Activities:
1 – Answer these questions using the trucking career post:
(a) For how long has the writer been visiting the site?
(b) Which training program does the writer intend to finish?
(c) What does the writer hope to take after completing that program?
2 – Using the trucking career post, explain in one to three sentences why the writer has decided to stop delaying the move into trucking.

Provided passage:
I've been considering a trucking career and visiting this site on occasion trying to learn what I can for a little over a year now. It's a big leap into the unknown, and definitely would take me outside of my comfort zone, but something I feel is right for me at this point in my life. However I keep letting fears of the unknown, lack of knowledge, waiting for a 'better' time, lack of money, etc., hold me back from taking that leap. Well, I'm tired of that. It's time to take my future in my own hands and just take the leap. There will be no better time than the present. And I'm reaching out to you, the TT community, for help, advice, and encouragement in taking that leap.

Steps that I have taken so far:

I'll continue to take and finish (hopefully completed this week) the High Road CDL Training Program as time allows. After which I hope to take the CDL Practice Tests.

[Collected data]
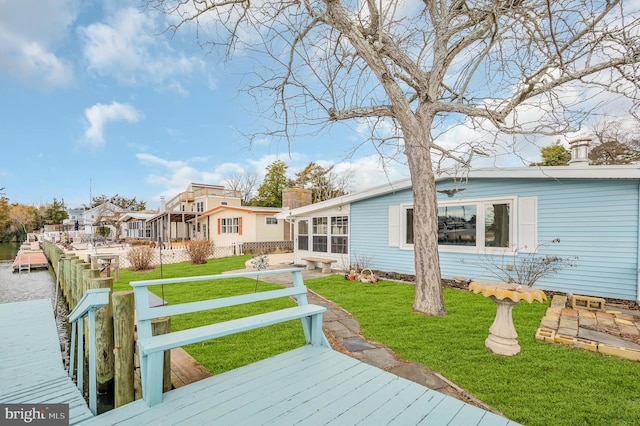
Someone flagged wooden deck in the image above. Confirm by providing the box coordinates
[0,299,93,424]
[77,346,516,426]
[13,250,49,271]
[0,300,516,426]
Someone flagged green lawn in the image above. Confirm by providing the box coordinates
[306,276,640,425]
[115,256,640,426]
[114,256,305,374]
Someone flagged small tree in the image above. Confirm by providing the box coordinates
[127,244,153,271]
[294,161,349,203]
[254,160,291,207]
[185,240,213,265]
[531,141,571,166]
[463,238,578,287]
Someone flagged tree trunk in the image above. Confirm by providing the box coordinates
[404,126,447,316]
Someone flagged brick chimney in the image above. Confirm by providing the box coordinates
[282,186,312,209]
[569,136,591,166]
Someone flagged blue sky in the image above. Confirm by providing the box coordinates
[0,0,632,209]
[0,0,416,209]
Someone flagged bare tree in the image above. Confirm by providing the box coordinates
[224,173,258,206]
[589,117,640,165]
[294,161,352,203]
[148,0,640,315]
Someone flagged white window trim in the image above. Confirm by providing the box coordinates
[264,216,278,226]
[398,203,415,250]
[398,196,516,254]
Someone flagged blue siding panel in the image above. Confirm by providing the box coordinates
[351,179,640,300]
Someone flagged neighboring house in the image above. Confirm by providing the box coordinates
[147,183,242,243]
[192,206,285,244]
[81,201,125,238]
[278,150,640,300]
[62,209,85,231]
[120,211,158,239]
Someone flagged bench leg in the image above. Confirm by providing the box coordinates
[140,352,164,407]
[301,314,330,347]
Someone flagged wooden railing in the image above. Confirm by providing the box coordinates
[131,268,329,406]
[69,288,110,415]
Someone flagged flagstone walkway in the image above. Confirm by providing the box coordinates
[536,295,640,361]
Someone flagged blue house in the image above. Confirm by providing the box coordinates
[279,151,640,300]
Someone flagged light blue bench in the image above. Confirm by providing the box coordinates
[131,268,329,406]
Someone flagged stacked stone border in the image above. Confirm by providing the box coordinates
[536,295,640,362]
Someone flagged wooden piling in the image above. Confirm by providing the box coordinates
[151,317,171,392]
[88,277,114,386]
[111,291,135,408]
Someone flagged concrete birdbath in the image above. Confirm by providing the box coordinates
[469,281,547,356]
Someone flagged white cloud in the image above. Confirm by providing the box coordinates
[0,0,77,89]
[84,102,141,147]
[79,8,203,89]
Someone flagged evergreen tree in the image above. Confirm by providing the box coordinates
[253,160,291,207]
[530,141,571,166]
[294,161,348,203]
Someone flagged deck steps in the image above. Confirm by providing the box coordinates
[0,299,93,425]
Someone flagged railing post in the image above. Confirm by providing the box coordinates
[69,289,110,415]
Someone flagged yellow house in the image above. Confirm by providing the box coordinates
[192,206,285,244]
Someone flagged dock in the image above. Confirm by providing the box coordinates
[13,249,49,272]
[0,294,517,426]
[0,299,93,425]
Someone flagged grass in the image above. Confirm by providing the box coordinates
[306,276,640,426]
[115,256,640,426]
[114,256,305,374]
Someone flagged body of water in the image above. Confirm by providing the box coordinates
[0,243,22,260]
[0,243,70,367]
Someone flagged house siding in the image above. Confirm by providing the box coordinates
[351,179,640,300]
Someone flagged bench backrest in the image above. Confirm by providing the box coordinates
[131,268,308,339]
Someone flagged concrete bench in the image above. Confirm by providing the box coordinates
[131,268,329,406]
[302,257,337,274]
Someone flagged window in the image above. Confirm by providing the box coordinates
[298,220,309,251]
[220,217,240,234]
[400,198,516,251]
[312,217,329,253]
[331,216,349,254]
[438,204,477,246]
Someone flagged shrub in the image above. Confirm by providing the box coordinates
[127,245,153,271]
[462,238,578,287]
[184,240,213,265]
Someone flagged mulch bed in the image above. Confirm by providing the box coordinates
[373,271,640,311]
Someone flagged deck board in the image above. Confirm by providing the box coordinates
[0,299,93,424]
[0,300,516,426]
[83,346,515,426]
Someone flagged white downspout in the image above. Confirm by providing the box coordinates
[636,182,640,303]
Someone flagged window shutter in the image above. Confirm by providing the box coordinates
[517,197,538,253]
[389,206,400,247]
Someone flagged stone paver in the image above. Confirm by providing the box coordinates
[536,295,640,361]
[247,264,495,412]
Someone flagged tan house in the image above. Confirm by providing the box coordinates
[147,183,242,246]
[192,205,285,244]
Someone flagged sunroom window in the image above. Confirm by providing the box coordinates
[400,198,515,251]
[312,217,329,253]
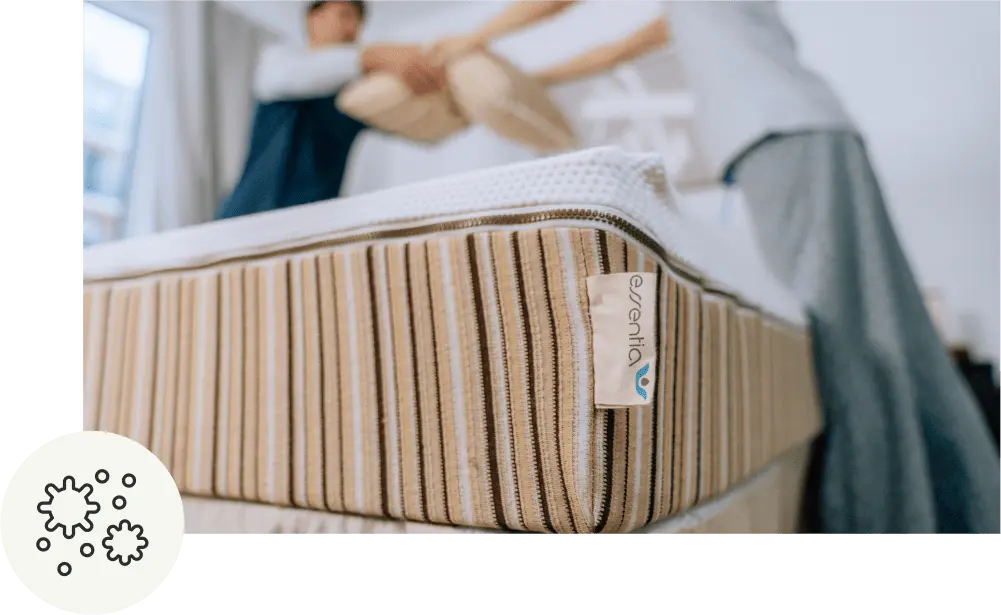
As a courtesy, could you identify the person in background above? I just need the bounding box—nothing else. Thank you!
[217,0,444,218]
[433,0,1001,534]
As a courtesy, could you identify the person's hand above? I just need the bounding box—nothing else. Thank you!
[384,45,444,94]
[429,34,484,64]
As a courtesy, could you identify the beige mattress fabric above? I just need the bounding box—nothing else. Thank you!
[184,445,810,536]
[80,218,821,534]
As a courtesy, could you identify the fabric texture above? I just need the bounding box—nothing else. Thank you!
[664,0,854,181]
[337,72,468,143]
[81,223,821,534]
[728,130,1001,534]
[182,446,809,536]
[446,51,577,152]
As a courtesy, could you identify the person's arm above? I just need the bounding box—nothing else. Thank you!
[431,0,579,62]
[536,17,669,85]
[254,44,444,102]
[473,0,578,45]
[254,45,362,102]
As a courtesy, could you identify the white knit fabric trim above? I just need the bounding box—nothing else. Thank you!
[80,147,804,324]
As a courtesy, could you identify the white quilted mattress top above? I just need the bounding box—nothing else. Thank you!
[80,147,805,325]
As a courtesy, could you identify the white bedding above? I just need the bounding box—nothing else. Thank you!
[80,147,805,325]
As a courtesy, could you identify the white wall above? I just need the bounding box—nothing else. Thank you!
[228,0,1001,363]
[783,0,1001,365]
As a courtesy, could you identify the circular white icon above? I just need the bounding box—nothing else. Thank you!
[0,431,184,615]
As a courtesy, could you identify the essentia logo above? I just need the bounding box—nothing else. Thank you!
[626,275,650,401]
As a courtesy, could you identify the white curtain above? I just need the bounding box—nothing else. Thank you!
[125,1,269,236]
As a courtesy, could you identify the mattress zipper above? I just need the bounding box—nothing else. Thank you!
[88,207,712,290]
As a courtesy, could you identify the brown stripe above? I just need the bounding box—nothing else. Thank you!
[486,233,526,528]
[647,267,667,524]
[209,273,224,497]
[694,296,707,502]
[465,234,509,530]
[510,232,553,532]
[284,258,294,503]
[667,285,685,514]
[536,230,578,534]
[316,253,346,511]
[424,244,452,524]
[403,242,427,519]
[365,245,386,517]
[146,282,163,450]
[313,256,326,507]
[595,230,616,534]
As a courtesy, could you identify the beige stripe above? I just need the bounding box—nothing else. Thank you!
[187,273,219,495]
[97,287,129,432]
[755,322,775,471]
[372,247,403,519]
[333,250,366,513]
[517,231,574,534]
[542,229,593,533]
[80,286,111,430]
[171,277,198,492]
[125,282,158,448]
[215,268,244,498]
[351,248,383,516]
[580,230,611,527]
[681,286,702,508]
[258,260,291,505]
[383,243,425,520]
[476,232,525,530]
[442,235,490,527]
[491,232,547,532]
[290,258,309,508]
[605,232,631,533]
[115,285,139,436]
[427,241,471,525]
[409,242,449,523]
[150,277,181,468]
[241,266,265,502]
[301,257,324,509]
[316,253,347,511]
[80,287,94,412]
[653,269,678,519]
[554,228,596,529]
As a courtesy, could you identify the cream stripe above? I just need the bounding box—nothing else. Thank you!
[437,238,473,524]
[396,249,420,516]
[650,274,678,519]
[188,275,212,489]
[558,228,595,527]
[371,248,403,517]
[718,300,737,489]
[503,233,544,527]
[129,286,151,444]
[476,232,524,529]
[215,273,233,495]
[80,287,111,430]
[300,256,328,508]
[264,264,278,502]
[343,250,365,512]
[682,287,702,506]
[289,258,307,506]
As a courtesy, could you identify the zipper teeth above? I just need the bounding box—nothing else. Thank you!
[81,208,802,330]
[84,208,706,286]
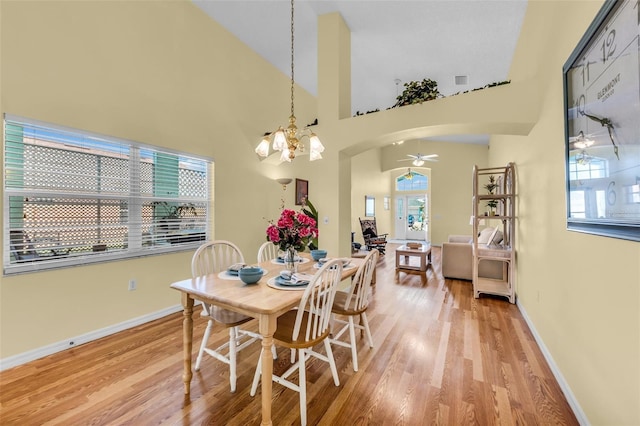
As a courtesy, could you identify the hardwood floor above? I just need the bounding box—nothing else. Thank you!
[0,245,578,425]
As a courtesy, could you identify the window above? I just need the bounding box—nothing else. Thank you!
[3,114,211,274]
[569,152,609,180]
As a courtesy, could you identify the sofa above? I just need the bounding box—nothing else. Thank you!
[441,228,504,281]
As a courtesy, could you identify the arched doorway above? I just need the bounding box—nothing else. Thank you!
[394,169,431,241]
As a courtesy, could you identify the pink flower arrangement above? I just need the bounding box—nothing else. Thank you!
[267,209,318,251]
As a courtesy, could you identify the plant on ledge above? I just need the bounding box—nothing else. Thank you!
[391,78,443,108]
[152,201,198,229]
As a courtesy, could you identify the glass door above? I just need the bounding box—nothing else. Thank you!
[406,194,429,241]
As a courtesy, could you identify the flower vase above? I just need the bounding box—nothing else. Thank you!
[284,246,298,273]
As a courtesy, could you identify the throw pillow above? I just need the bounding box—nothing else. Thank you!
[478,228,495,244]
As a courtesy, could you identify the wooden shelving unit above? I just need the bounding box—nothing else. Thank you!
[472,163,516,303]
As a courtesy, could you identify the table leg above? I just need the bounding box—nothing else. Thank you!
[182,293,193,395]
[259,315,277,426]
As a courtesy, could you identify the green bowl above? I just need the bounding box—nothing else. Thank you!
[238,266,263,284]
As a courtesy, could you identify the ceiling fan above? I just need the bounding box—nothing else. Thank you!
[398,153,438,167]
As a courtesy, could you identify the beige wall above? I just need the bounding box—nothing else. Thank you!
[489,1,640,425]
[0,0,640,425]
[0,1,317,358]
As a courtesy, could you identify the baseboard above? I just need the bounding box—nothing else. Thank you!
[516,299,590,426]
[0,305,182,371]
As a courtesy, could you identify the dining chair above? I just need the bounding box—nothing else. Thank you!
[329,249,380,371]
[250,259,342,426]
[258,241,278,263]
[191,240,268,392]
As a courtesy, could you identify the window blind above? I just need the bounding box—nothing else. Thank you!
[3,114,211,274]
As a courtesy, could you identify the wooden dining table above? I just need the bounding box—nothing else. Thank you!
[171,253,363,425]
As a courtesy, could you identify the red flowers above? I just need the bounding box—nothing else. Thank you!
[267,209,318,251]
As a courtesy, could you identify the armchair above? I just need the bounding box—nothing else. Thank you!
[442,235,503,281]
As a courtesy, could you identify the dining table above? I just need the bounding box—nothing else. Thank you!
[170,253,364,425]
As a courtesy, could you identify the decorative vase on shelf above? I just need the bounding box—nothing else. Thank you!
[284,246,298,273]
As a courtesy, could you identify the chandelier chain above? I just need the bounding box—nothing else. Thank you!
[291,0,295,117]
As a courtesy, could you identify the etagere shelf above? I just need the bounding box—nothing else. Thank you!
[472,163,516,303]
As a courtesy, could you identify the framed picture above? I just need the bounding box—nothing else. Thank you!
[563,0,640,241]
[296,179,309,206]
[364,195,376,217]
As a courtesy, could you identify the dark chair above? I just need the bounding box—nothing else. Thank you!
[360,217,388,254]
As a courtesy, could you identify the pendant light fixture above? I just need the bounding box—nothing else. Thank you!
[256,0,324,162]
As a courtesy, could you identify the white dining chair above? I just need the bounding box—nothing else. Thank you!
[258,241,278,263]
[250,259,342,426]
[330,249,380,371]
[191,240,268,392]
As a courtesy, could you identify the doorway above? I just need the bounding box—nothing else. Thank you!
[395,194,429,241]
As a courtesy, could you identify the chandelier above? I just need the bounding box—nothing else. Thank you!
[256,0,324,162]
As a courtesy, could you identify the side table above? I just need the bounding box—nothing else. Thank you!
[396,243,431,282]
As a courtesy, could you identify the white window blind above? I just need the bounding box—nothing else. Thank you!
[3,114,211,274]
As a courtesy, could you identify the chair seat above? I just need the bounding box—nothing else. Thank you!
[209,305,253,327]
[331,291,367,316]
[273,310,330,349]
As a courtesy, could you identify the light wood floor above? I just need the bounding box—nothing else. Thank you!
[0,245,577,425]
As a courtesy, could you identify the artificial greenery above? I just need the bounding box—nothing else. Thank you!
[451,80,511,96]
[354,78,511,117]
[153,201,198,219]
[391,78,443,108]
[354,108,380,117]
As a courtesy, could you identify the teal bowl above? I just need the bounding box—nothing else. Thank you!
[311,250,327,262]
[238,266,263,284]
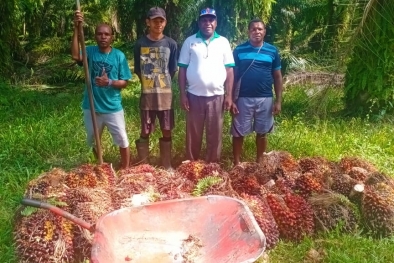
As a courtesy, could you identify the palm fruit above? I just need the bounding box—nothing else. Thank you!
[349,167,370,182]
[156,170,196,201]
[228,163,261,195]
[118,164,156,177]
[308,192,359,232]
[111,164,159,209]
[93,163,116,187]
[14,209,74,263]
[260,178,294,196]
[330,174,359,197]
[193,172,239,198]
[365,172,394,188]
[230,162,274,184]
[361,183,394,237]
[294,172,323,198]
[241,194,279,249]
[266,193,314,241]
[25,168,67,199]
[339,157,378,174]
[274,151,301,182]
[73,200,114,262]
[176,161,213,182]
[66,187,111,211]
[298,157,340,188]
[65,164,98,188]
[65,163,115,188]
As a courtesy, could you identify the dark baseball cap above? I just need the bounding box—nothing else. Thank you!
[148,6,167,20]
[200,7,216,17]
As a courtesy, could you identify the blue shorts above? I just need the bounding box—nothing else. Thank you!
[231,97,274,137]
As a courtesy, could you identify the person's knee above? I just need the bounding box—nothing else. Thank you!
[161,129,171,138]
[256,133,268,139]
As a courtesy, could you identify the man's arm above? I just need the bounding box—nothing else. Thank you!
[178,67,187,96]
[71,11,83,62]
[134,41,142,81]
[272,69,283,115]
[273,69,283,102]
[224,67,234,98]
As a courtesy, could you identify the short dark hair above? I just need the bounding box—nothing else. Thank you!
[94,23,114,35]
[248,18,265,30]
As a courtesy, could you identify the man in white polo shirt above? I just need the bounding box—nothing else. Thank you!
[178,8,235,162]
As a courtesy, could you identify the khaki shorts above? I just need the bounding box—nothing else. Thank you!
[140,109,175,134]
[231,97,274,137]
[83,110,129,148]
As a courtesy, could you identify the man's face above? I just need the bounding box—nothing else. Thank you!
[248,22,265,42]
[198,16,217,36]
[95,25,112,48]
[146,17,167,34]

Solutions below:
1 –
(a) A little over a year.
(b) The High Road CDL Training Program.
(c) The CDL Practice Tests.

2 – The writer is tired of letting fears of the unknown, lack of knowledge, waiting for a "better" time and lack of money cause further delay. The writer also holds that there will be no better time than the present, so it is time to take the future in hand and make the leap.